MATERIAL SHOWN:
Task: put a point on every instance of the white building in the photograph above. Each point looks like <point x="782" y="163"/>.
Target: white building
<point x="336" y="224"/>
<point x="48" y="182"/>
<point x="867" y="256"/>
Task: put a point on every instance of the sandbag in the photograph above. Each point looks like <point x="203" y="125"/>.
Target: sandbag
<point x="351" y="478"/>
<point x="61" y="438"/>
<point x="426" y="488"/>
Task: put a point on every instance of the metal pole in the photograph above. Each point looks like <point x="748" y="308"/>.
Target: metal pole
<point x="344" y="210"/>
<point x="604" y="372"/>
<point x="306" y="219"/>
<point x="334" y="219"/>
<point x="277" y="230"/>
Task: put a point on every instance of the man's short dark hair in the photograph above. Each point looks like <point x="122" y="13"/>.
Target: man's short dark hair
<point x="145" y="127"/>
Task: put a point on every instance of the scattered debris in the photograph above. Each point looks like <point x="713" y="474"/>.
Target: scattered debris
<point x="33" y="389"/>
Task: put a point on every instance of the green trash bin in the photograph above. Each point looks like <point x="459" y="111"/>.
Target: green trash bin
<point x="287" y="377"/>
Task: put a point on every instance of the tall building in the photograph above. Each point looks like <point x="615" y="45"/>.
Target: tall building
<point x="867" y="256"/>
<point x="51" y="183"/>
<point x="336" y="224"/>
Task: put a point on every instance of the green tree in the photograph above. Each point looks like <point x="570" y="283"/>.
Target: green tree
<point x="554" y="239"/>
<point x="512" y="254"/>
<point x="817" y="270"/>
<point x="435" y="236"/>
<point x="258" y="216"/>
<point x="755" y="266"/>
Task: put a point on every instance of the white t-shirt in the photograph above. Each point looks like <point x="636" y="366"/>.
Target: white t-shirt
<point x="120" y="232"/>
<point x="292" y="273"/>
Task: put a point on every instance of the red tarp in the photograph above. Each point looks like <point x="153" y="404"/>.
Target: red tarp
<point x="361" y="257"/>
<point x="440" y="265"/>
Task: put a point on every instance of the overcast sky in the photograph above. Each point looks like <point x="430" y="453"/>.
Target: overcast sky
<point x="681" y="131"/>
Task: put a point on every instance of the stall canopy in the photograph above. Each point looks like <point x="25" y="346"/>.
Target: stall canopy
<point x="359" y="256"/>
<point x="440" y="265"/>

YOUR INSTRUCTIONS:
Rewrite all the records above with every "Target" changed to "Label", keeping everything else the same.

ANSWER BELOW:
Task: put a point on every instance of the white building in the photograph above. Each point looks like <point x="782" y="163"/>.
Label: white building
<point x="336" y="224"/>
<point x="48" y="182"/>
<point x="867" y="256"/>
Task: put a point on every instance of the sandbag in the photograph above. Each point looks like <point x="203" y="125"/>.
Label: sandbag
<point x="351" y="478"/>
<point x="61" y="438"/>
<point x="426" y="488"/>
Task: put a point on every instance of the metal pole in the photograph above. Each point looks like <point x="748" y="308"/>.
Label: metal pole
<point x="344" y="210"/>
<point x="604" y="372"/>
<point x="306" y="219"/>
<point x="334" y="219"/>
<point x="277" y="230"/>
Task: put a point on every instance of the man's short dark hair in the photograph above. Each point looks like <point x="122" y="13"/>.
Label: man's short dark hair
<point x="145" y="127"/>
Task: put a point on every instance of the scattered debris in the photograph above. Each point looks like <point x="713" y="474"/>.
Label: scattered debris
<point x="33" y="389"/>
Task: put a point on every instance of the green trash bin in the photograph above. Each point looks like <point x="459" y="111"/>.
Label: green trash bin
<point x="287" y="377"/>
Task: put a point on every instance of the tall building in the photograph above. Each point looks like <point x="615" y="45"/>.
Label: tall building
<point x="867" y="256"/>
<point x="51" y="183"/>
<point x="336" y="224"/>
Task: put a point on every instance of the green tree in the photograph above. Each point looks like <point x="570" y="283"/>.
Label: green tree
<point x="554" y="239"/>
<point x="512" y="254"/>
<point x="817" y="270"/>
<point x="435" y="236"/>
<point x="258" y="216"/>
<point x="755" y="266"/>
Task: put a point on every instance of the white t-shirt in the photograph above. Each point looks like <point x="636" y="366"/>.
Label: white t-shirt
<point x="120" y="232"/>
<point x="292" y="273"/>
Task: put a point on every instance of the red tarp in the photograph above. Each point looks like <point x="153" y="404"/>.
Label: red tarp
<point x="361" y="257"/>
<point x="440" y="265"/>
Task: put a point on every instance of the overcast sky in the photograph above. Each point looks like <point x="430" y="453"/>.
Label: overcast sky
<point x="681" y="131"/>
Task: put a point on every instance of the stall canopy in the photograph above. Each point looks like <point x="25" y="346"/>.
Label: stall canopy
<point x="359" y="256"/>
<point x="440" y="265"/>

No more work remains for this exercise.